(WHAT YOU SHOULD DO)
Format every line of the listing below as a Markdown table with the columns Row and Line, numbering the rows and skipping any blank lines. Omit the pictures from the table.
--------------------
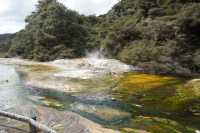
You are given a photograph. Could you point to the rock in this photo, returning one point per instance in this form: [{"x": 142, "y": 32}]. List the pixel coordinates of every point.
[{"x": 68, "y": 122}]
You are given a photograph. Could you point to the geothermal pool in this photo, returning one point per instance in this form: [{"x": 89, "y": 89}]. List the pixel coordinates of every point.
[{"x": 126, "y": 101}]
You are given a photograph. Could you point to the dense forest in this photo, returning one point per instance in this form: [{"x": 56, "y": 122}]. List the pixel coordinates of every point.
[{"x": 160, "y": 36}]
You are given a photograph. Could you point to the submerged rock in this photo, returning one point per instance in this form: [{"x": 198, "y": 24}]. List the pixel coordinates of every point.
[{"x": 68, "y": 122}]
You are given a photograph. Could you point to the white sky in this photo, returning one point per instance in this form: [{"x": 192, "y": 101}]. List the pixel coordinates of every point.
[{"x": 13, "y": 12}]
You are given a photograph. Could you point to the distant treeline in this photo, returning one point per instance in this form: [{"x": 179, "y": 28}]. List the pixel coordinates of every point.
[{"x": 160, "y": 36}]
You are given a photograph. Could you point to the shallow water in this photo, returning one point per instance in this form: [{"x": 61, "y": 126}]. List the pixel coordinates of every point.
[{"x": 134, "y": 101}]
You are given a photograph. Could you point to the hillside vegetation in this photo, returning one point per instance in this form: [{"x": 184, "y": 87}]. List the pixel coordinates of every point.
[{"x": 160, "y": 36}]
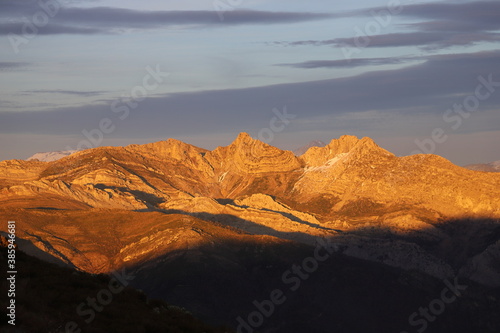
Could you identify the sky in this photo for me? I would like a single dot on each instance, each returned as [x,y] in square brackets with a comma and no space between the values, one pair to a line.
[415,76]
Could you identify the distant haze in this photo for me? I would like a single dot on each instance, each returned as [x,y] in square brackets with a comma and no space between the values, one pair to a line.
[417,77]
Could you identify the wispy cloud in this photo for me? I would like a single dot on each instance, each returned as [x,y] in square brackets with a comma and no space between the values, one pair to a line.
[352,63]
[444,25]
[12,65]
[65,92]
[77,20]
[429,88]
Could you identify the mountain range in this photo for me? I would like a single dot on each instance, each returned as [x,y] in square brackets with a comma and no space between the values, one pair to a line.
[202,228]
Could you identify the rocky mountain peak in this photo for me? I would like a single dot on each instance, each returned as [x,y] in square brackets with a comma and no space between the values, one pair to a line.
[346,144]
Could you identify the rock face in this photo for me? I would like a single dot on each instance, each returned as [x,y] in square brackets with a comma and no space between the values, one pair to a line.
[376,206]
[488,167]
[50,156]
[303,149]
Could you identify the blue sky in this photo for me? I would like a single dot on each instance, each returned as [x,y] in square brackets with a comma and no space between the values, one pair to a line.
[391,70]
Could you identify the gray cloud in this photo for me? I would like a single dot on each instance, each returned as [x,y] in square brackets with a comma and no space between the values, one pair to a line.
[445,25]
[351,63]
[427,88]
[9,66]
[65,92]
[76,20]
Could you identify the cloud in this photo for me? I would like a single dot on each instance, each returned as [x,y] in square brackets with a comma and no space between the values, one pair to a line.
[65,92]
[79,20]
[10,66]
[351,63]
[445,25]
[427,88]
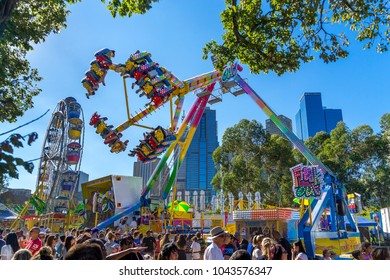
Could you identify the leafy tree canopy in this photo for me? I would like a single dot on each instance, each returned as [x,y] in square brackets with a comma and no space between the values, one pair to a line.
[250,160]
[279,35]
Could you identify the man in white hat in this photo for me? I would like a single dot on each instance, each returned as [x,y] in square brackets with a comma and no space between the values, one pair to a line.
[213,251]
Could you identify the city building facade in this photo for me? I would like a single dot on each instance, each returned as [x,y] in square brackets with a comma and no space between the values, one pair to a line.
[271,127]
[145,171]
[198,168]
[312,117]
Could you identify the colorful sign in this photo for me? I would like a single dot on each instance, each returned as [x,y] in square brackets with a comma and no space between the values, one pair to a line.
[307,181]
[230,72]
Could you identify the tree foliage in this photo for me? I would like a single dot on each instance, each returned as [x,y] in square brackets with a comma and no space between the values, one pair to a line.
[8,163]
[128,7]
[250,160]
[359,158]
[279,35]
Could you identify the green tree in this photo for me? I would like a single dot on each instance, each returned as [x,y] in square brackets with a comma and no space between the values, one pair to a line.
[8,163]
[359,158]
[250,160]
[279,35]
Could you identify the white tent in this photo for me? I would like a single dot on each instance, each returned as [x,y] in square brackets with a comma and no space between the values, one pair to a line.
[6,214]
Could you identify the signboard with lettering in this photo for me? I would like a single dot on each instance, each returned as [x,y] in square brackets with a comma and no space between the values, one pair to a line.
[307,181]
--------------------
(CORRECT RESULT)
| Row | Line |
|---|---|
| 1 | You are given a photograph. Could you point to the rock in this photo, returning one point per instance in this form: [{"x": 142, "y": 32}]. List the pixel coordinates of every point. |
| 2 | [{"x": 68, "y": 122}] |
| 3 | You are given a photograph. Could you point to the geothermal pool in this photo, returning one point per instance in this form: [{"x": 89, "y": 89}]. List the pixel coordinates of every point. |
| 4 | [{"x": 126, "y": 101}] |
| 5 | You are given a photograph. Could you point to the dense forest in this photo, returning one point per instance in this form: [{"x": 56, "y": 122}]. List the pixel coordinates of every point. |
| 6 | [{"x": 160, "y": 36}] |
| 7 | You are given a photograph. Could you point to the submerged rock in this photo, returning one point per instance in this form: [{"x": 198, "y": 24}]. List the pixel coordinates of every point. |
| 8 | [{"x": 68, "y": 122}] |
| 9 | You are given a photograph. Could you point to the white sky in this photo, returning one point per instance in this form: [{"x": 192, "y": 101}]. List the pixel coordinates of every point. |
| 10 | [{"x": 13, "y": 12}] |
| 11 | You are given a photograph. Could you point to the distant treeline in this photo, returning one point per instance in this form: [{"x": 179, "y": 28}]. List the pixel coordinates of every point. |
| 12 | [{"x": 160, "y": 36}] |
| 13 | You are given a photograph. Could you point to the shallow water in this photo, returning one point per instance in this form: [{"x": 61, "y": 126}]. List the pixel coordinates of every point. |
| 14 | [{"x": 134, "y": 101}] |
| 15 | You are given a photograph. Could you point to the hillside vegetation in this photo, returning one point per instance in this form: [{"x": 184, "y": 87}]. List the pixel coordinates of every point. |
| 16 | [{"x": 160, "y": 36}] |
| 17 | Could you identify the sky in this photo for me? I would like a single dot on each instance, each returned as [x,y] in square brackets with a comma and no space between the values, one pair to a line. |
| 18 | [415,76] |
| 19 | Could you identify the distant haze in this photo for me? I would like a single dot on each instance, each returned as [x,y] in square brackets with a comma and no space between the values, one pair to a line. |
| 20 | [417,77] |
| 21 | Could you identify the wispy cloud in this photo for me? I would like a single dot on each instance, each returned as [x,y] in square brackets with a comma and no space between the values, one pair to a line. |
| 22 | [352,63] |
| 23 | [444,25] |
| 24 | [12,65] |
| 25 | [65,92] |
| 26 | [77,20] |
| 27 | [429,88] |
| 28 | Could you identify the mountain range in this photo for me? I would like a single dot on each instance, each returned as [x,y] in square brackets with a comma and no space between the values, one pair to a line. |
| 29 | [202,228] |
| 30 | Could you identify the rocky mountain peak in this photo for me? I would like a single dot on each instance, each returned as [x,y] in square brackets with a comma and no space between the values, one pair to a line. |
| 31 | [346,144] |
| 32 | Could you identify the rock face in this photo for me? I would like a single dot on each instance, each returned as [x,y] in square brackets with a comma and no space between the values, one pair to a line. |
| 33 | [376,206] |
| 34 | [488,167] |
| 35 | [50,156] |
| 36 | [303,149] |
| 37 | Could you identify the blue sky in this photo for me? I would like a single dot on each instance, each returned as [x,y] in square brackets with a comma and no space between the values, one pair to a line. |
| 38 | [391,70] |
| 39 | Could you identify the gray cloud in this photo for me? I would like a single dot on each instance, each returned as [x,y] in square brackets with a comma and no space between the values, one pair to a line. |
| 40 | [445,25] |
| 41 | [351,63] |
| 42 | [427,88] |
| 43 | [9,66] |
| 44 | [65,92] |
| 45 | [76,20] |
| 46 | Could you identify the cloud in this photo for me? I would like a single dot on each instance, each returned as [x,y] in square brackets with a comma and no space between the values, one pair to a line. |
| 47 | [65,92] |
| 48 | [79,20] |
| 49 | [10,66] |
| 50 | [351,63] |
| 51 | [445,25] |
| 52 | [427,88] |
| 53 | Could you identify the leafy tree canopy in this photo for me? I would like a single dot on each instance, each returned as [x,y] in square brackets with a comma and no space between the values, one pair to a line. |
| 54 | [250,160] |
| 55 | [279,35] |
| 56 | Could you identify the man in white hat in this photo for me? I would like a single dot on each instance, each returned as [x,y] in square brackets with a comma and no space between the values, one pair to a line. |
| 57 | [213,251] |
| 58 | Could you identify the city building facade in this photo for me? I would like a single dot on each instance, each returned as [x,y] in square brackets with a comma and no space between the values, one pair to a line. |
| 59 | [271,127] |
| 60 | [145,171] |
| 61 | [198,168] |
| 62 | [312,117] |
| 63 | Could you identify the colorful sign in this photo for me? I would like a single dot on each instance, each returned as [x,y] in square brackets with a comma and no space between the values, one pair to a line. |
| 64 | [307,181] |
| 65 | [230,72] |
| 66 | Could you identify the tree foliage in this photo for me? I would like a single dot on each instance, each returned as [x,y] in square brackets with a comma and no space between the values, one pair to a line. |
| 67 | [8,163] |
| 68 | [128,7] |
| 69 | [250,160] |
| 70 | [359,158] |
| 71 | [279,35] |
| 72 | Could you identify the green tree in this photo for me? I would like a single dot on each instance, each returned as [x,y] in square brackets with a comma and no space between the values, one pair to a line. |
| 73 | [8,163] |
| 74 | [359,158] |
| 75 | [250,160] |
| 76 | [279,35] |
| 77 | Could you identify the white tent in this photo for me? I would like a single dot on each instance, each returned as [x,y] in square brackets with a comma and no space between the values, one pair to a line. |
| 78 | [6,214] |
| 79 | Could you identify the signboard with lettering in this photo for me? I would like a single dot on each instance, each returned as [x,y] in square brackets with a comma and no space between the values, one pair to a line. |
| 80 | [307,181] |